Without the pictures, copy the entries below word for word.

((

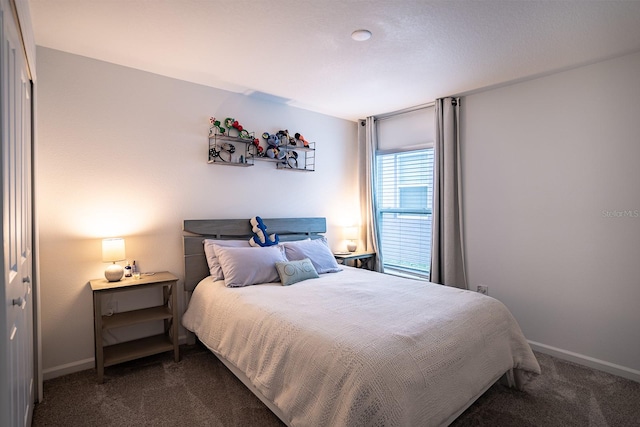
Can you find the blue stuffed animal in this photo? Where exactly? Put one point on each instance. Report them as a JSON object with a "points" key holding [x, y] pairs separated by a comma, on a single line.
{"points": [[260, 237]]}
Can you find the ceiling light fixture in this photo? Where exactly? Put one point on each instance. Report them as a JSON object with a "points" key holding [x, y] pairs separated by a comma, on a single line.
{"points": [[361, 35]]}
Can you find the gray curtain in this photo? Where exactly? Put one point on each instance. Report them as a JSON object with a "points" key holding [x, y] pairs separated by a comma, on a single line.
{"points": [[447, 251], [368, 202]]}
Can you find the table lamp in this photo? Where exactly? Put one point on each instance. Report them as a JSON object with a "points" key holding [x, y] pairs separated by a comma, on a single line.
{"points": [[112, 251]]}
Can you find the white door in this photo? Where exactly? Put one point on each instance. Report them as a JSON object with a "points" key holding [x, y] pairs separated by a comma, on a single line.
{"points": [[16, 316]]}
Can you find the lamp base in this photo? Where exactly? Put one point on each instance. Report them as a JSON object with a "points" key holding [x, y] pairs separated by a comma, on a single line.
{"points": [[114, 272]]}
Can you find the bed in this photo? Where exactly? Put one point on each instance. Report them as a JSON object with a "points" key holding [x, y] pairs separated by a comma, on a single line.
{"points": [[351, 347]]}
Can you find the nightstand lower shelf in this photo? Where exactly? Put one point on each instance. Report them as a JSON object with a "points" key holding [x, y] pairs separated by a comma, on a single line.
{"points": [[130, 350]]}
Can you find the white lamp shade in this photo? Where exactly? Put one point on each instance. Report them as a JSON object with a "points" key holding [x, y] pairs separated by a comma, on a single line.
{"points": [[113, 250], [351, 232]]}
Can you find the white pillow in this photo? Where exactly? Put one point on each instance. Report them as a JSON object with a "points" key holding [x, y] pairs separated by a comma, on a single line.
{"points": [[249, 266], [212, 258], [316, 250]]}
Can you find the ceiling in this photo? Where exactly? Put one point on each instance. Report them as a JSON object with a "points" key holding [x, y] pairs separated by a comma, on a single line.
{"points": [[300, 52]]}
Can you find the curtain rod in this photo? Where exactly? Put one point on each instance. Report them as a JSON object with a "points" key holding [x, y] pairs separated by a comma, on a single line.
{"points": [[404, 111]]}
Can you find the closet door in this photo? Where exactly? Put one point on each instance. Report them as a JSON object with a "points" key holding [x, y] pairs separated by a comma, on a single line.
{"points": [[16, 316]]}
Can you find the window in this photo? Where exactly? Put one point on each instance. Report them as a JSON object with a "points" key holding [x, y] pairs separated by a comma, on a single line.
{"points": [[404, 202]]}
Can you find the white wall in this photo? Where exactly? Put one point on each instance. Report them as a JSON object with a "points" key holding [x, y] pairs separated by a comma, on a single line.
{"points": [[123, 152], [547, 164]]}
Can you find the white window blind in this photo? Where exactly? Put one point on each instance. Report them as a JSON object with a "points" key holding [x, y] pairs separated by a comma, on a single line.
{"points": [[404, 204]]}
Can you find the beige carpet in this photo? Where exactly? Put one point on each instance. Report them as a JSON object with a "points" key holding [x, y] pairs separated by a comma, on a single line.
{"points": [[200, 391]]}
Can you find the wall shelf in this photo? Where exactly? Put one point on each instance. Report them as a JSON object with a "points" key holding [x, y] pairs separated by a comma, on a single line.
{"points": [[237, 151]]}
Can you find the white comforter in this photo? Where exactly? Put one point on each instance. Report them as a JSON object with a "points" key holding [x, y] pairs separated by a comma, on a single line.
{"points": [[358, 348]]}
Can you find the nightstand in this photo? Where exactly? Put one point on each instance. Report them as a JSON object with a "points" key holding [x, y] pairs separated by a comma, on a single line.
{"points": [[168, 312], [365, 259]]}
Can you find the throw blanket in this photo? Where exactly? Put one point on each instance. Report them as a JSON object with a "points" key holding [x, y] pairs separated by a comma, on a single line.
{"points": [[359, 348]]}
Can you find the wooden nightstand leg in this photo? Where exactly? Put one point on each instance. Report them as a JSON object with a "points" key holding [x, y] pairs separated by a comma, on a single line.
{"points": [[174, 321], [97, 336]]}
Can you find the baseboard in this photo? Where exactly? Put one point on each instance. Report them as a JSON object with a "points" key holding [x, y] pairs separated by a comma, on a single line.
{"points": [[68, 368], [581, 359], [81, 365]]}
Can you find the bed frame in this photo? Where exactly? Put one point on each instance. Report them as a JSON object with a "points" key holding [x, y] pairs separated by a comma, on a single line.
{"points": [[196, 268], [196, 230], [288, 229]]}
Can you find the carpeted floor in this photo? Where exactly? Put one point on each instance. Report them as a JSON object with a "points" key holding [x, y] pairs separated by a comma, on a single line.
{"points": [[200, 391]]}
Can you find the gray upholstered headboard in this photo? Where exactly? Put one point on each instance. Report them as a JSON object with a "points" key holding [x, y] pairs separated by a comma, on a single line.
{"points": [[196, 230]]}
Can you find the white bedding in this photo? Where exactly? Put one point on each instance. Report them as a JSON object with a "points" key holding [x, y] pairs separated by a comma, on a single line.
{"points": [[362, 348]]}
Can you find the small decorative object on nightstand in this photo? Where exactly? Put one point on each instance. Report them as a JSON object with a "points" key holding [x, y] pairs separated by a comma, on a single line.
{"points": [[351, 234], [364, 259], [168, 312]]}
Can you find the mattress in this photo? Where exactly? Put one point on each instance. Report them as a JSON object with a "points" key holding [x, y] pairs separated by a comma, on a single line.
{"points": [[362, 348]]}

))

PROBLEM SOLUTION
Can you find the blue stuffed animal in this photo? Where exactly? Put one point on each instance. Report them as a JSON object with a "points" key holding [x, y] pairs separated by a comma, on a single line.
{"points": [[260, 237]]}
Can you find the ceiling light fixture in this photo? Where exactly? Put one point on each instance. Report them as a JSON object with a "points" key holding [x, y] pairs separated by a comma, on a single line.
{"points": [[361, 35]]}
Can you find the gray curtain in this photo? Where exactly? Put one point on each instance. Report them as a JSON object with a "points" key holding [x, y] pairs separated by a comma, on a single line.
{"points": [[447, 251], [368, 202]]}
Can you find the table lamp in this photo? Where exactly? Put one point on each instance. Report them as a JSON object with a "points" key holding [x, y] pairs separated by a comma, on a single line.
{"points": [[112, 251]]}
Can you find the white door in this photo? Where exactly? Put one point on each instance. Report them as a JSON object with a "points" key holding [x, y] pairs separated by a comma, on a single line.
{"points": [[16, 316]]}
Can you find the lamp base in this photo? Where exactly? Put one point on each instance. Report them as a JSON object with a "points" key holding [x, y] pairs separated by a comma, on a single line.
{"points": [[114, 272]]}
Can you find the bed in this photo? Where exactly? Put one point on each instance. Report them as a JSON object with a "points" key holding [x, y] pairs separated by a comma, on a single line.
{"points": [[351, 347]]}
Can you find the nightstand lower shelf in this photo? Where exactly? Put one point on each instance. Report them as a JSON object with a "points" key holding [x, y] pairs separated by a comma, on a single line.
{"points": [[130, 350]]}
Can you find the white lamp shade in this photo? Where exactly? Put one point on each instance. Report them as a JSON object with a "points" key holding [x, y] pairs separated by a comma, on a single line.
{"points": [[113, 250], [351, 232]]}
Can you find the white pillow in this photo? Where exactly? Put one point on each instance. Report them as a JSON object with a "points" key holding [x, y] pairs separated by a comma, on a single line.
{"points": [[249, 266], [212, 258], [316, 250]]}
Can you find the ceiling in this photo? Where exactly? Put one point on each instance. Report them as a JSON object with a "points" key holding [x, y] pairs separated by a comma, on a single line.
{"points": [[300, 52]]}
Can you find the curtain rod in this photo? Where exactly? Put one point on each instance. Report them as a JSON object with a "points" key holding [x, y] pairs separated by a comma, on a single line.
{"points": [[404, 111]]}
Can you find the closet door in this photo? Where exactly? Put one point on each instance. Report them as a JSON object with a "points" key holding [x, y] pairs separated by a comma, on a single line.
{"points": [[16, 316]]}
Can you find the window in this photo? Where exactly? Put one point on each instance. Report them as a JSON object with a "points" key holding [x, y] pairs separated by a comma, on a single line.
{"points": [[404, 202]]}
Can you find the white wall in this photo? Where exactly? Put one point on each instance. Report them as a JSON object with a "points" key holding [x, y] pairs separated by a comma, on a single line.
{"points": [[123, 152], [547, 164]]}
Can you find the white window blind in this photo? Where exactly? Put one point on each instance. Report them as a JSON object with a "points" key holding [x, y] pairs separated by a comma, on a single line.
{"points": [[404, 204]]}
Can you find the beige carpet in this photo? Where exactly? Put one point on each instance. Report them as a JSON object with a "points" key holding [x, y] pairs separated by a comma, on a single line.
{"points": [[200, 391]]}
Can you find the wall shelf in this photo? Where exactly? Put one point on each instance. Report them as a JSON object with a "points" key holding [x, y] pairs separated by a comma, on a single line.
{"points": [[237, 151]]}
Can you find the white comforter in this photo? Where exactly? Put one point on each instance. Report them as a JSON object with a "points" key holding [x, y] pairs separated by a comma, on a single line.
{"points": [[358, 348]]}
Can you find the nightstand in this photo? Where exactly? Put one point on each instance. Report them as a JSON object with a "points" key holding [x, y] pairs separated by a comma, on a single line.
{"points": [[168, 312], [365, 259]]}
Can you find the throw blanket in this photo? Where exactly? Put one point on each instance. Report them as a JSON object with a "points" key holding [x, y] pairs separated by a comma, on a single line.
{"points": [[359, 348]]}
Can you find the wooden nightstand leg in this photo? Where exactly? Put one point on each instance. Report them as a JSON object with a "points" key holding [x, y] pairs separated by a comma, on a single line.
{"points": [[174, 321], [97, 336]]}
Can you find the baseboard in this photo? Where exactly? Put one point on each instance. Report them as a JSON object with a "points" key holding [x, y] pairs separated by a comma, on a single line.
{"points": [[68, 368], [581, 359], [81, 365]]}
Can you find the bed frame in this photo? Where exactly? Put one point on each instance. Report them as a JSON object with a "points" key holding [x, y] pairs separated by a comma, on a single line.
{"points": [[196, 268], [196, 230], [288, 229]]}
Can you find the carpeted floor in this photo? Where exactly? Put one point on each instance. Report them as a JSON object with a "points" key holding [x, y] pairs separated by a comma, on a single line.
{"points": [[200, 391]]}
Can you find the gray upholstered headboard in this photo? Where exactly? Put one point on each instance. Report them as a JSON object with a "points" key holding [x, y] pairs separated by a comma, on a single line.
{"points": [[196, 230]]}
Can you find the white bedding in this photo? Where exactly? Put one point on each instance. Report them as a JSON object with a "points" key holding [x, y] pairs separated by a comma, on a single line.
{"points": [[362, 348]]}
Can you find the small decorative object on nightstand in this photo? Where exactly? Put one point on each instance. Report them as a JSON object with a "points" key holding [x, y] pairs separated by a comma, on a single line.
{"points": [[351, 234], [364, 259], [168, 312]]}
Can you find the mattress in this photo? Where exactly? Put one point on each instance. Report them as a JSON object with a "points" key holding [x, y] pairs separated by a comma, on a single line.
{"points": [[362, 348]]}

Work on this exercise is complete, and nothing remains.